**WRITTEN EXERCISE 1**
Reproduce every line of the segmentation dataset records, requests included, but multiply each coordinate in the answers by 1.85 and round to the nearest whole number, with halves rounded up.
###
Where there is not added value to design, you can simply license a well know piece of IP, so you end up sharing the cost for this, be it the CPU, the GPU or any other piece of the SoC.

Intel is obviously able to get a good "SoC" in some metrics, but they can't compete in all of them at the same time (performance, power, cost, integration, differentiation, speed of execution, ...) and the pain to switch to x86 outweighs the benefits for most OEMs for now.

I agree, this is very important. Intel has right now superior production technology but it is even more important to have the right product, i e the product the product companies want.
Intel is used to control this, they more or less owns the roadmap for the whole PC industry. But when it comes to phones/tablet it is the opposite, they have almost zero control. They have to design a SOC and then hope it is the right product at the right time.

Subsidizing tablet SOC's in china in order to reach their volume target is an example how Intel choose to handle not having the right product.

Another example where Intel failed with their product planning is that all their phone SOC's so far have had high-end CPU performance but only mid-range GPU performance. So they didn't fit well in any phone category.
 

Third_Eye

Member
Jan 25, 2013
37
0
0
Your failed premise is that ARM is a collaborative effort to kill Intel. It isn't. Every company that uses ARM's ISA does what it thinks will gain them most money. If Samsung thinks they can better stop making SoCs because the RoI isn't high enough anymore or they can't compete with their off-the-shelf ARM IP, they'll quit making SoCs, because at the end of the day, what they care about is the amount of tablets and phones sold. Same goes for other companies and the markets they want to compete in. Every ARM SoC vendor is also a competitor of the other ARM users.

I think your failed premise is that you misunderstood what I meant to say.

ARM is not there to kill Intel. ARM is there to promote its ISA. ARM thrives when more companies use the ARM ISA. ARM provides choice to its clients.

a) Want nothing but ARM designed SOC. Processor-On-Package solutions (POP). ARM works with foundries TSMC and GF to provide that.

b) Want to license the Core and then do the integration to implement it whatever way you chose? Go ahead SMSG, Mediatek, Allwinner, NVIDIA et all.
###
**WRITTEN EXERCISE 2**
Carry on the forum discussion about Intel and ARM chips from its last sentence.

Segmentation dataset records:
###
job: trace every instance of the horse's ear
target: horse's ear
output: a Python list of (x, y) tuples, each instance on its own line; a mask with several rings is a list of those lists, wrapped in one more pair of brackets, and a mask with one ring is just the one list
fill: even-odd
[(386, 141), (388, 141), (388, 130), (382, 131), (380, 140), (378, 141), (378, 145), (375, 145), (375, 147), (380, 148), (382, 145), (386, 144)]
###
**RESULT 1**
job: trace every instance of the horse's ear
target: horse's ear
output: a Python list of (x, y) tuples, each instance on its own line; a mask with several rings is a list of those lists, wrapped in one more pair of brackets, and a mask with one ring is just the one list
fill: even-odd
[(714, 261), (718, 261), (718, 241), (707, 242), (703, 259), (699, 261), (699, 268), (694, 268), (694, 272), (703, 274), (707, 268), (714, 266)]

**RESULT 2**
c) Want to go on your own and create your own product with just compatibility to ARM ISA. You can do that like QCOM, Marvel and Apple today and NVIDIA, SMSG, AMD soon.

d) Is your new custom ISA compatible 64 bit core running late? No problem, I will license my Cortex A53/A57 core so that you can use that as a standby till your in-house core is ready... (QCOM's first 64bit S810 family)

e) Want to be the second, but implement your own way to mix and match high performance+low power instead of using the basic big-little approach? NVIDIA go ahead with T3 and T4


While ARM thrives by expanding the usage of its ISA, Intel thrives because by restricting x86/x64 ISA. Today AMD is the only other company that is left standing.

The reason x86 came up compared to far superior architectures is because it had
a) It grew bottom up. Slowly eating its RISC competition from below.
b) Volumes of scale and manufacturing.
c) The WINTEL eco-system is unmatched till date in the corporate & home computing world. It is totally by chance/accident. This fed INTEL with steady cash flow which allowed them to overtake their competition.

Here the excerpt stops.